● ASSIGNMENT:
Output the records again verbatim.

● Dataset entries:
_ _ _ _ _ _ _

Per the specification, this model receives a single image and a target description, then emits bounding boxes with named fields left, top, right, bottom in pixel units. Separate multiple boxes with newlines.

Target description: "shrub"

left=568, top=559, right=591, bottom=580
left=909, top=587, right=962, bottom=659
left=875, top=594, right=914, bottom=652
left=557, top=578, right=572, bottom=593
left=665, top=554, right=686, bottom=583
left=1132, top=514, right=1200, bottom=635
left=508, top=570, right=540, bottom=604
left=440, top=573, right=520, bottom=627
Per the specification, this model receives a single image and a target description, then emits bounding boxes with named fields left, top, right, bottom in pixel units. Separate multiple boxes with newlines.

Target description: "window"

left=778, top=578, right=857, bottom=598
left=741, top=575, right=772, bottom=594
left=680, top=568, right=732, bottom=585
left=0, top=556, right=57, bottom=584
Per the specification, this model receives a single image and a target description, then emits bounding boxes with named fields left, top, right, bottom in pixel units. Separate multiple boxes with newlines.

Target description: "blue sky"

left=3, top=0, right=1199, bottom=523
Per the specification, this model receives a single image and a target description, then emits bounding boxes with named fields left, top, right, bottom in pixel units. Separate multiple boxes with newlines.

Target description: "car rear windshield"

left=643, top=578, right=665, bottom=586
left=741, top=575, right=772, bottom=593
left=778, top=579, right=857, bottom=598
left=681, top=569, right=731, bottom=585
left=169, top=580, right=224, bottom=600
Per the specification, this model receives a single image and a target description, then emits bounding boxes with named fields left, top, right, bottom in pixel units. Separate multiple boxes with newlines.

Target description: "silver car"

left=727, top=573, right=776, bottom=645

_ _ _ _ _ _ _

● RESPONSE AREA:
Per the specification, this model receives a single image and a target description, then emits bounding boxes with named fields left, top, right, bottom in pixel units. Separate multiple boxes with newlines.

Target description: "shrub"

left=568, top=559, right=591, bottom=580
left=909, top=587, right=962, bottom=659
left=875, top=594, right=914, bottom=652
left=557, top=578, right=572, bottom=593
left=665, top=554, right=686, bottom=583
left=1132, top=514, right=1200, bottom=635
left=508, top=570, right=540, bottom=604
left=440, top=573, right=520, bottom=627
Per the specification, this model receives a single image and a target description, then emits bounding boxes with named fields left, top, right, bottom in pixel units. Separate multiple boxes with newlines.

Target description: "window"

left=778, top=578, right=857, bottom=598
left=741, top=575, right=772, bottom=594
left=680, top=568, right=732, bottom=585
left=0, top=556, right=57, bottom=584
Per the specification, this model receives a single image and a target description, then emits bounding boxes with named fields left, top, right, bottom in pixel units. Separate multiple boxes with newlines.

Target description: "blue sky"

left=3, top=0, right=1199, bottom=523
Per the specification, this model receives a single image and a target description, then emits bounding boxes with named fields left, top, right, bottom in pixel units. Separate multiple boxes with newlines.

Target description: "car rear windshield"

left=643, top=578, right=665, bottom=586
left=741, top=575, right=772, bottom=593
left=778, top=579, right=857, bottom=598
left=681, top=569, right=731, bottom=585
left=169, top=580, right=224, bottom=600
Per the specification, this model receives a single image and a target description, then emits bounding boxes with named fields left, top, right, bottom in pixel units. Separate multiple boxes with newlines.

Target description: "silver car"

left=727, top=573, right=776, bottom=645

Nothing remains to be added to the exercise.